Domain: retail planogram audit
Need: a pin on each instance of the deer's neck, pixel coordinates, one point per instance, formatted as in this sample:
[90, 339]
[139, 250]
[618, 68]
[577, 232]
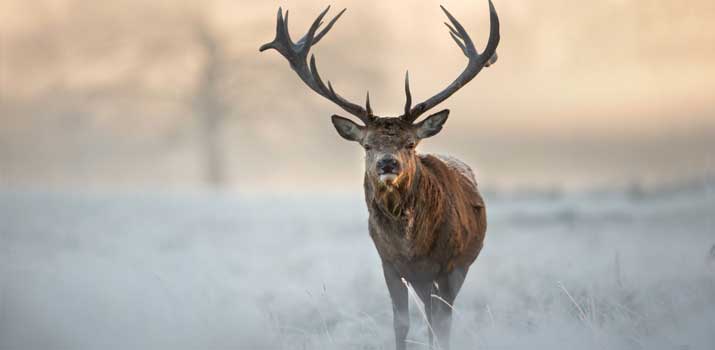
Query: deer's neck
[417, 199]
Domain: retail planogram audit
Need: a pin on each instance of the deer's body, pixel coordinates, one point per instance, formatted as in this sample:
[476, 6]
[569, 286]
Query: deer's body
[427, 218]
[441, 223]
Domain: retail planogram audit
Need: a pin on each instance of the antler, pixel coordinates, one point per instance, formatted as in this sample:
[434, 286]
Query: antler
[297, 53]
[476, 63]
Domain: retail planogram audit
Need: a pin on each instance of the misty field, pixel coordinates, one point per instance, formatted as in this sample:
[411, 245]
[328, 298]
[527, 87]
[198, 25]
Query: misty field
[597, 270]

◆ ◆ ◆ ◆ ◆ ◆ ◆

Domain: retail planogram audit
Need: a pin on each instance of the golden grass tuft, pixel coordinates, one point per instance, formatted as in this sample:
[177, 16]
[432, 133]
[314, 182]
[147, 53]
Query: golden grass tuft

◆ ◆ ◆ ◆ ◆ ◆ ◆

TASK INSTRUCTIONS: Count the lines in the rows above that contain the word "body", treating uppercase and lowercase as different. Give only the number.

SOLUTION BELOW: 2